TEXT TO READ:
>>>
Re: Question about expansion existing Ceph cluster - adding OSDs

[Date Prev][Date Next][Thread Prev][Thread Next][Date Index][Thread Index]

 



Okay, so far I figured out that the value in the Ceph dashboard is gathered
from a Metric from Prometheus (*ceph_osd_numpg*). Is there anyone here that
knows how this is populated?


Op ma 26 okt. 2020 om 12:52 schreef Kristof Coucke <kristof.coucke@xxxxxxxxx
>:

> Hi Frank,
>
> We're having a lot of small objects in the cluster... RocksDb has issues
> with the compaction causing high disk load... That's why we are performing
> manual compaction...
> See https://github.com/ceph/ceph/pull/37496
>
> Br,
>
> Kristof
>
>
> Op ma 26 okt. 2020 om 12:14 schreef Frank Schilder <frans@xxxxxx>:
>
>> Hi Kristof,
>>
>> I missed that: why do you need to do manual compaction?
<<<
LIST OF TASKS:
A. In the Ceph mailing-list message, which Prometheus metric supplies the value shown in the Ceph dashboard?
B. Restate more briefly the paragraph in the Ceph mailing-list message that begins "We're having a lot of small objects", keeping its main facts.
C. Carry on the Ceph mailing-list message from its last line.

PROVIDED DATA:
>>>
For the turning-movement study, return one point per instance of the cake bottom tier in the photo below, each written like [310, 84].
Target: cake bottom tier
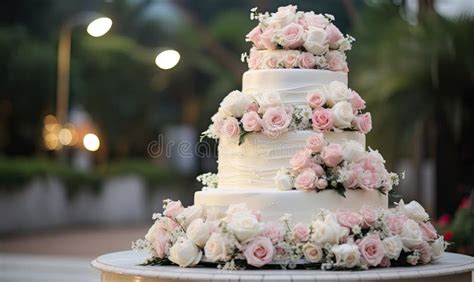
<<<
OUTPUTS:
A. The metric *ceph_osd_numpg*.

B. The cluster holds many small objects, and RocksDB compaction causes heavy disk load, so compaction is run manually (see https://github.com/ceph/ceph/pull/37496).

C.
>>
>> Best regards,
>> =================
>> Frank Schilder
>> AIT Risø Campus
>> Bygning 109, rum S14
>>
>> ________________________________________
>> From: Kristof Coucke <kristof.coucke@xxxxxxxxx>
>> Sent: 26 October 2020 11:33:52
>> To: Frank Schilder; a.jazdzewski@xxxxxxxxxxxxxx
>> Cc: ceph-users@xxxxxxx
>> Subject: Re:  Question about expansion existing Ceph cluster
>> - adding OSDs
>>
>> Hi Ansgar, Frank, all,
>>
>> Thanks for the feedback in the first place.
>>
>> In the meantime, I've added all the disks and the cluster is rebalancing
>> itself... Which will take ages as you've mentioned. Last week after this
>> conversation it was around 50% (little bit more), today it's around 44,5%.
>> Every day, I have to take the cluster down to run manual compaction on
>> some disks :-(, but that's a known bug where Igor is working on. (Kudos to
>> him when I get my sleep back at night for this one...)
>>
>> Though, I'm still having an issue which I don't completely understand.
>> When I look into the Ceph dashboard - OSDs, I can see the #pgs for a
>> specific OSD. Does someone know how this is calculated? Because it seems
>> incorrect...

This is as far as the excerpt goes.